● **SOURCE EXTRACT**:
FDA · Digital Health · AI
Saami Salami Asl · Elisence

How Elisence thinks about FDA digital health principles and AI safety

This page provides a calm, high-level view of how Saami Salami Asl and the Elisence platform think about FDA-style principles for software safety, AI transparency, and responsible digital health design. Nothing here is medical advice or a regulatory claim; it simply explains how the platform is being shaped.

Good Machine Learning Practice Transparency & safety thinking Non-diagnostic posture

Purpose of this page: general transparency only. Not medical advice or regulatory positioning.

What the FDA focuses on

Overview

The US Food & Drug Administration (FDA) is concerned with safety, effectiveness, transparency and predictable behaviour of digital health tools. While Elisence is not a medical device, we believe in following the spirit of FDA-style thinking:

Clarity: Users understand what the system does and does not do.
Transparency: Decisions remain explainable.
Control: Features can be turned on/off through governance.

GMLP – Good Machine Learning Practice

AI

The FDA and other global regulators highlight “Good Machine Learning Practice” (GMLP). These ideas influence how Elisence is designed:

Data clarity: Inputs must be understood, not mysterious.

● **TASKS TO PERFORM**:
A: Translate this sentence from the page on Elisence and FDA digital health principles into Spanish: "The US Food & Drug Administration (FDA) is concerned with safety, effectiveness, transparency and predictable behaviour of digital health tools."
B: Please extend the page on Elisence and FDA digital health principles, picking up right after its final line.

● **DATASET**:
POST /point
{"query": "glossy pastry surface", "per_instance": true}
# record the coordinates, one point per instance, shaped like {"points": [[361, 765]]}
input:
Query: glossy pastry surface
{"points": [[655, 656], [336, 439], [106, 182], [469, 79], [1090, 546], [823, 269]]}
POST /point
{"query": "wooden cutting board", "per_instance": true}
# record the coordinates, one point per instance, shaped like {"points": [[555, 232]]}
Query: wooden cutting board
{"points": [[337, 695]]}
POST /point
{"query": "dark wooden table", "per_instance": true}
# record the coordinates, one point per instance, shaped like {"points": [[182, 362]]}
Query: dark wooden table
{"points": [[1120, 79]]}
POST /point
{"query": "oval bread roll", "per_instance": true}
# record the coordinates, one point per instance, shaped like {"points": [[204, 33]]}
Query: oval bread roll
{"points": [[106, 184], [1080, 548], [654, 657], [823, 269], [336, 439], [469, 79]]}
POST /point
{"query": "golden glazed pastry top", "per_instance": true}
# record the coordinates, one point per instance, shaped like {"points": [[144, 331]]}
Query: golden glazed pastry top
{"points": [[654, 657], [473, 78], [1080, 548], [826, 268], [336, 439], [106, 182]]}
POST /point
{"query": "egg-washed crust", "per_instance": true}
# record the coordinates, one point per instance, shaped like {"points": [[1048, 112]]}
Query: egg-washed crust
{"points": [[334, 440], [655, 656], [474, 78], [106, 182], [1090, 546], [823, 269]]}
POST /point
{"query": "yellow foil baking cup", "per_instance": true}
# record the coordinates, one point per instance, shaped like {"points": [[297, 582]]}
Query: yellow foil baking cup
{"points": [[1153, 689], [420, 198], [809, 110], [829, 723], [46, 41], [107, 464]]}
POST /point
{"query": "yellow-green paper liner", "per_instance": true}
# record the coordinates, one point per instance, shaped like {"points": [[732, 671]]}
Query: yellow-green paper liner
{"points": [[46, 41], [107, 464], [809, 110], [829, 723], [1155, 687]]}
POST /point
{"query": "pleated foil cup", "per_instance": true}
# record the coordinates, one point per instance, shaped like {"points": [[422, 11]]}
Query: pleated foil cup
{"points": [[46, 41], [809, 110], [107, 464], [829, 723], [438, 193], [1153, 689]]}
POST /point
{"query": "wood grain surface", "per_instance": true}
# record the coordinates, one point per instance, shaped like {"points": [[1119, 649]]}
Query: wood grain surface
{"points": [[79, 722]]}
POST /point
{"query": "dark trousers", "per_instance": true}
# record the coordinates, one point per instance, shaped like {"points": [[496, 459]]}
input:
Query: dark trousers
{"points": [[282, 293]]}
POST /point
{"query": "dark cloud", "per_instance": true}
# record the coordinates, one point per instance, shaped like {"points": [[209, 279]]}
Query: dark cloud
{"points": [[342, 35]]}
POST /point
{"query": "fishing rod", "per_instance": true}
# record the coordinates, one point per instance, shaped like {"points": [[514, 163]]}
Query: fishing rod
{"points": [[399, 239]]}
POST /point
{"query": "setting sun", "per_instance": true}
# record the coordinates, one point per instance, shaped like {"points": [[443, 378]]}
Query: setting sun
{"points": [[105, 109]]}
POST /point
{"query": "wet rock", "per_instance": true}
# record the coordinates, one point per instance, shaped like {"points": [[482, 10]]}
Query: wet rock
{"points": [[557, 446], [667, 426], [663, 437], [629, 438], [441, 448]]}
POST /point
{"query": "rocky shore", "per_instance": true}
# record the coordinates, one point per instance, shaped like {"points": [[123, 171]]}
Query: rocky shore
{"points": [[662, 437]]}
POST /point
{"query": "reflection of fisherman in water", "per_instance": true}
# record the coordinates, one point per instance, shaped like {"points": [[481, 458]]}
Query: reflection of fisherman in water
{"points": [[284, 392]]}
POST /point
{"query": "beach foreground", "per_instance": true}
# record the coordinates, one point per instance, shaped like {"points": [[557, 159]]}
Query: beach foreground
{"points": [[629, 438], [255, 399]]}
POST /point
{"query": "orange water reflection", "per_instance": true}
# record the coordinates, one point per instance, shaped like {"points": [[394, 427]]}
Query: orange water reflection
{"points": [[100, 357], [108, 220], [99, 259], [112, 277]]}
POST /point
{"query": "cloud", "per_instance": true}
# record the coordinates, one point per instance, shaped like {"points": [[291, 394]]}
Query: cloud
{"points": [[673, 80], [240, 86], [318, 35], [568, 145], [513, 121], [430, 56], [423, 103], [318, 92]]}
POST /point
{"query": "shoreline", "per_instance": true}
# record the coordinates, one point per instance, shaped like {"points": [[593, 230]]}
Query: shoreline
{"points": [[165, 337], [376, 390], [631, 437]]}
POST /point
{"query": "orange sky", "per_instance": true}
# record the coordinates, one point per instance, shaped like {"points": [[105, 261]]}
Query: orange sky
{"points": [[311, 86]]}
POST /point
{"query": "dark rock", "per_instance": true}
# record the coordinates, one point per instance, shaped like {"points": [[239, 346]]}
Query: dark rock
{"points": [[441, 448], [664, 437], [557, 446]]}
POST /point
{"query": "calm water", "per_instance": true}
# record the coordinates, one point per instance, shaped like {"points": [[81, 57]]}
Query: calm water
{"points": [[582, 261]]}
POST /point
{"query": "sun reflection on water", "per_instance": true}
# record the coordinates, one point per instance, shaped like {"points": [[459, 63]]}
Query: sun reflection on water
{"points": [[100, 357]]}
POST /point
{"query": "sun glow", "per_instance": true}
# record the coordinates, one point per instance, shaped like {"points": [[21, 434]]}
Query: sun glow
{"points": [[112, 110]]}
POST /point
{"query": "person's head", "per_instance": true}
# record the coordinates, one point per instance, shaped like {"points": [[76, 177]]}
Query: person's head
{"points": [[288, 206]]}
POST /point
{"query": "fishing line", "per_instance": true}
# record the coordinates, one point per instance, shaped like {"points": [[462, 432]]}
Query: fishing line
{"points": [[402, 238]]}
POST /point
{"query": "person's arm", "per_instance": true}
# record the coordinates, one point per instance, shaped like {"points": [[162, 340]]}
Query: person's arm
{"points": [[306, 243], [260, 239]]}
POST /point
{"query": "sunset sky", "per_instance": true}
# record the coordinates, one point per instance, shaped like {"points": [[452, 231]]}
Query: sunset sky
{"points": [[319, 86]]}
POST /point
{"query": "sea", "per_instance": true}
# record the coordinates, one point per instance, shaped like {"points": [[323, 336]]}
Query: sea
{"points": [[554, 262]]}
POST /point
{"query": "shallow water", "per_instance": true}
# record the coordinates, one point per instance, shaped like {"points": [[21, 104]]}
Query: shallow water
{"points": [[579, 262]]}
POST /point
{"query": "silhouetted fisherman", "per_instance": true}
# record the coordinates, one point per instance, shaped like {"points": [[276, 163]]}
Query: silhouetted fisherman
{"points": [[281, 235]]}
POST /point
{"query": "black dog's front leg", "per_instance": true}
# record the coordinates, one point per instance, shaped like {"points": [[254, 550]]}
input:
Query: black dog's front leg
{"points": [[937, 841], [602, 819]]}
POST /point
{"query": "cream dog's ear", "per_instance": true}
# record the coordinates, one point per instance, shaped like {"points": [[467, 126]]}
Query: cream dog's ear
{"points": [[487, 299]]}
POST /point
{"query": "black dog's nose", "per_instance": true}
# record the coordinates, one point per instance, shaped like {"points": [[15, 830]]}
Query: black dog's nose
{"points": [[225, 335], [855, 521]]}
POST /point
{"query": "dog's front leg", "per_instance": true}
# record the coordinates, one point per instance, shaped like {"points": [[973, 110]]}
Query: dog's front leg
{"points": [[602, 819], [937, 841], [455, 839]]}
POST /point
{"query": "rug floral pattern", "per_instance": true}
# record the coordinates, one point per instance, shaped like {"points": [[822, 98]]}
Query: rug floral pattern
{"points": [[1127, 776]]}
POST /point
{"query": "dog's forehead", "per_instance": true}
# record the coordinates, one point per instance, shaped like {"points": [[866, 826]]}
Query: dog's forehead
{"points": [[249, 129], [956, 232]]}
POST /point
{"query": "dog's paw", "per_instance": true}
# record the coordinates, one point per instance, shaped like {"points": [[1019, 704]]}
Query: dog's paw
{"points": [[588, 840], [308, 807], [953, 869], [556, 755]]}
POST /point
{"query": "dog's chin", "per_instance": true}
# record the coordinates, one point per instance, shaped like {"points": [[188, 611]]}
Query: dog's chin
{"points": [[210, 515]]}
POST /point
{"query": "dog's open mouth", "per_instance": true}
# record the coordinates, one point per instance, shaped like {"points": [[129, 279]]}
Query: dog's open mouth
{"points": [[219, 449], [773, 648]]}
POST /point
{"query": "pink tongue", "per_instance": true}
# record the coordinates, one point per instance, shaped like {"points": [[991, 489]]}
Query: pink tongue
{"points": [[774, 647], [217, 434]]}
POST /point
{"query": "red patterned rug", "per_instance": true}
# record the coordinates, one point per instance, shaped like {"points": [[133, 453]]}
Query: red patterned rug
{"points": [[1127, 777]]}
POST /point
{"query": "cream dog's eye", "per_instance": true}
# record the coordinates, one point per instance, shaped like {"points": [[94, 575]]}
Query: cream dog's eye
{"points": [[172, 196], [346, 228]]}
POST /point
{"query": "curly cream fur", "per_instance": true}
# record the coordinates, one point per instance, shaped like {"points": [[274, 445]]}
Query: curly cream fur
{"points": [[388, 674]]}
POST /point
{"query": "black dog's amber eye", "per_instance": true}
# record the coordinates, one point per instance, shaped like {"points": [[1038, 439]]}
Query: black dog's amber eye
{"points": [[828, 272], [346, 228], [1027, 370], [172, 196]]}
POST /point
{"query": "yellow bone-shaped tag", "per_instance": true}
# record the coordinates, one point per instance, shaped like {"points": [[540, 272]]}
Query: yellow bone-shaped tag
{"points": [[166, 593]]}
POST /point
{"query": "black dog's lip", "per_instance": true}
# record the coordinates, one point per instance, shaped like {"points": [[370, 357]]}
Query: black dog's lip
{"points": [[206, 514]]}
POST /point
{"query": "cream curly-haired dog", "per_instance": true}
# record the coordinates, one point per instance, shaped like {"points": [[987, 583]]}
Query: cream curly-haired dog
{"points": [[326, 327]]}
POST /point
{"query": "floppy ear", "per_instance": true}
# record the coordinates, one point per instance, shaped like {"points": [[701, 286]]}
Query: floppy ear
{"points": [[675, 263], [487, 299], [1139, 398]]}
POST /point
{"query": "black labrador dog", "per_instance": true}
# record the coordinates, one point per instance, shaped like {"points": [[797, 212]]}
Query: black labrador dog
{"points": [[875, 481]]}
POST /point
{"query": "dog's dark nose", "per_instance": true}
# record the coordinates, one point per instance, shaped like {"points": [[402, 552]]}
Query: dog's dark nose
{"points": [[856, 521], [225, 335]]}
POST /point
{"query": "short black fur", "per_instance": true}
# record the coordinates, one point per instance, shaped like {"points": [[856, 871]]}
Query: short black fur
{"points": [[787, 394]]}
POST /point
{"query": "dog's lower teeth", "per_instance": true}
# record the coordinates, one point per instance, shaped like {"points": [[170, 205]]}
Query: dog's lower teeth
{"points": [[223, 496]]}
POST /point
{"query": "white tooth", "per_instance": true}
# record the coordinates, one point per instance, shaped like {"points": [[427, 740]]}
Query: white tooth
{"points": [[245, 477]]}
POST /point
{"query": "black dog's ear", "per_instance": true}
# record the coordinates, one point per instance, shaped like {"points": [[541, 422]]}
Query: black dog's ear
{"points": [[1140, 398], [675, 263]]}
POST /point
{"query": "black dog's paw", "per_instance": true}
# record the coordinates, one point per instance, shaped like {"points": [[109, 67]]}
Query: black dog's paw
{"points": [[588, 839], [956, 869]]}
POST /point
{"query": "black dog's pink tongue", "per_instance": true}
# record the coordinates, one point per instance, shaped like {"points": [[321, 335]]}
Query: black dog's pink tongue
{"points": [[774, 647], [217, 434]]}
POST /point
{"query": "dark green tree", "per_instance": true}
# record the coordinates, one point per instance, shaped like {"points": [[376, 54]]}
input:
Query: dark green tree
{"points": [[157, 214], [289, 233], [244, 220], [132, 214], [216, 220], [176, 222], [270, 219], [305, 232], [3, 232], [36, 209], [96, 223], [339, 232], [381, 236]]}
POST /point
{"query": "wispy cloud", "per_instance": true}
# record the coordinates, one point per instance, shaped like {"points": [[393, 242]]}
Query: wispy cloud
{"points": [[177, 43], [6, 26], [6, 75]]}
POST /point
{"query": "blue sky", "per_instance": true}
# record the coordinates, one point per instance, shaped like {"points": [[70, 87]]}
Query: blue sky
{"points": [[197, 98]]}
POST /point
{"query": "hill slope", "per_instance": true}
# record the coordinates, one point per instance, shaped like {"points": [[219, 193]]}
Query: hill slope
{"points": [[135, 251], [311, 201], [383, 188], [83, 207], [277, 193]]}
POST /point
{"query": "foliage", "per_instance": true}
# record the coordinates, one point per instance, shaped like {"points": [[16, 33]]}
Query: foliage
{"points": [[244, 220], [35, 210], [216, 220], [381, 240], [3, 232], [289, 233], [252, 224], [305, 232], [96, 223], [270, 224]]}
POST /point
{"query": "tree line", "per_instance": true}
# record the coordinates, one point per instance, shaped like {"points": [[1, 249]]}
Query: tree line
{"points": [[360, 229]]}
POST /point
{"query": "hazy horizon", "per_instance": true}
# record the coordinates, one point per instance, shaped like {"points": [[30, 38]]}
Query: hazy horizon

● **OUTPUTS IN ORDER**:
A: La Administración de Alimentos y Medicamentos de EE. UU. (FDA) se ocupa de la seguridad, la eficacia, la transparencia y el comportamiento predecible de las herramientas de salud digital.

B:
Explainability: Outputs must make sense, not behave randomly.
Human-in-the-loop: Humans should always remain in control.
Monitoring: Systems should be trackable and auditable.

Where Elisence sits

Positioning

Elisence is built for support, insight and structure, not medical diagnosis. Its role is to help families, clinicians and organisations talk about lifestyle and signals more clearly.

Non-diagnostic: No medical decisions are made by the platform.
Reviewable: Logic can be inspected by experts when needed.
Bounded: Behaviours follow strict guardrails.

Next steps

Info

As Elisence grows, elements of FDA-style governance—documentation, traceability, human oversight—will remain central. Any future regulatory pathways would follow the correct formal processes.